WHAT IS NEEDED
What lines of the material hold the string "shrub"? Pull each of them out.
* * * *
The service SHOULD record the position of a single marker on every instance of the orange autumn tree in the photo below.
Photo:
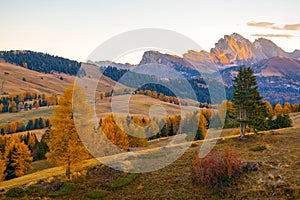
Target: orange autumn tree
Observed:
(65, 147)
(18, 157)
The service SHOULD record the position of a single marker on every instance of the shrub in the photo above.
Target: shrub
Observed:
(96, 194)
(259, 148)
(217, 170)
(35, 191)
(120, 182)
(64, 190)
(15, 192)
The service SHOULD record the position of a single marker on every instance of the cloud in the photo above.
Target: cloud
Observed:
(274, 35)
(292, 27)
(261, 24)
(289, 27)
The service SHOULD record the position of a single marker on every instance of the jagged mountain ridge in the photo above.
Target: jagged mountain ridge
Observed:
(234, 49)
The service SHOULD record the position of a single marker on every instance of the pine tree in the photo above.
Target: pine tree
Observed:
(18, 158)
(66, 148)
(2, 167)
(248, 102)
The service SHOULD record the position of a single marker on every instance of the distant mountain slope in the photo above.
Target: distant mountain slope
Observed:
(234, 49)
(41, 62)
(278, 66)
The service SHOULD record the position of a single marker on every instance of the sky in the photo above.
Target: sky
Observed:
(73, 28)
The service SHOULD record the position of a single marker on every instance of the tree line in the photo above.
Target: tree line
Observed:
(41, 62)
(26, 101)
(19, 126)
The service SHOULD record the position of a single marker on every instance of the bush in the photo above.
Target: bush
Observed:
(35, 191)
(217, 170)
(64, 190)
(96, 194)
(259, 148)
(15, 192)
(120, 182)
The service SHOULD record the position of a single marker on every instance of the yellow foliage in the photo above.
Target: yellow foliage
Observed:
(66, 148)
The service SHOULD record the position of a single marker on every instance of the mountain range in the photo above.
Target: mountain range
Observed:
(277, 71)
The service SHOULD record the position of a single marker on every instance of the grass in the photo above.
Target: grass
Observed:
(96, 194)
(120, 182)
(174, 181)
(15, 192)
(259, 148)
(24, 116)
(39, 166)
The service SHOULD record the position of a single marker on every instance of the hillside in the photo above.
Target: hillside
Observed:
(276, 176)
(16, 80)
(41, 62)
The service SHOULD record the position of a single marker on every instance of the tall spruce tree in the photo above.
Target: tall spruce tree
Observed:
(251, 110)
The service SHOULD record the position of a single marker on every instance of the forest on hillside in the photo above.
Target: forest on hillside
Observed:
(41, 62)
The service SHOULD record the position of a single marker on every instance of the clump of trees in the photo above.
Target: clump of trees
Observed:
(16, 155)
(41, 62)
(65, 147)
(25, 101)
(19, 126)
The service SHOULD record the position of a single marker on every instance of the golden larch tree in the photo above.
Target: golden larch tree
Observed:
(65, 147)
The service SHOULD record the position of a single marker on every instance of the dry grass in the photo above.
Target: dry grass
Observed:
(280, 160)
(24, 116)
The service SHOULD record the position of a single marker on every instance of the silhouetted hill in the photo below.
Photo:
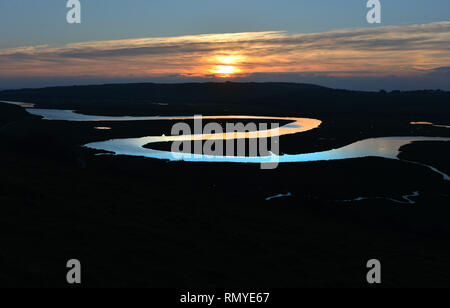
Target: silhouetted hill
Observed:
(286, 97)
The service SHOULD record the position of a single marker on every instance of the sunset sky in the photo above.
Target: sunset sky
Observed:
(328, 43)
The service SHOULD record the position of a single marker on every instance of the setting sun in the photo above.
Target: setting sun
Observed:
(224, 70)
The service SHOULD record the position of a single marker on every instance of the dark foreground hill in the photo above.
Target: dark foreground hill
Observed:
(242, 97)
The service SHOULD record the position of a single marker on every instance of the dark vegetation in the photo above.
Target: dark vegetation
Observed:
(142, 222)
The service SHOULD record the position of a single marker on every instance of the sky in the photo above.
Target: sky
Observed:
(326, 42)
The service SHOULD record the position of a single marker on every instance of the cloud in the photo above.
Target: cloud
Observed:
(400, 51)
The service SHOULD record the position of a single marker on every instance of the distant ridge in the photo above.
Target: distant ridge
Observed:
(238, 97)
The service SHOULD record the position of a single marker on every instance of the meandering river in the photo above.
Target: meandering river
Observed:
(386, 147)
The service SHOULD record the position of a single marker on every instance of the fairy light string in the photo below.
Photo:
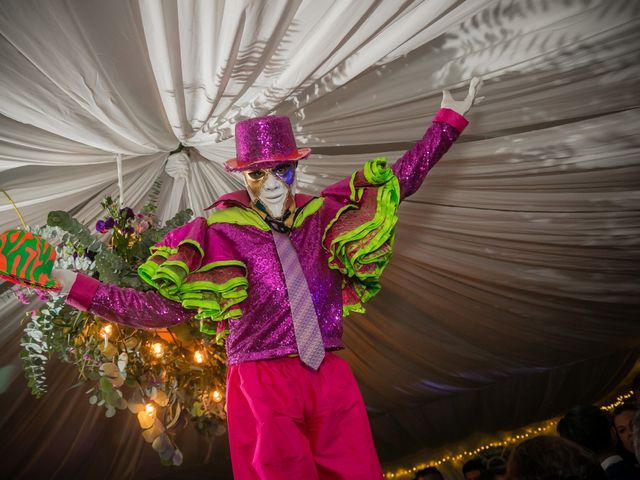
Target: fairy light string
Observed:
(509, 440)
* * * *
RESULT OF THE EXERCISE
The service SHOULD record the position of a single marker on every instance of the shrub in the photo above.
Target: shrub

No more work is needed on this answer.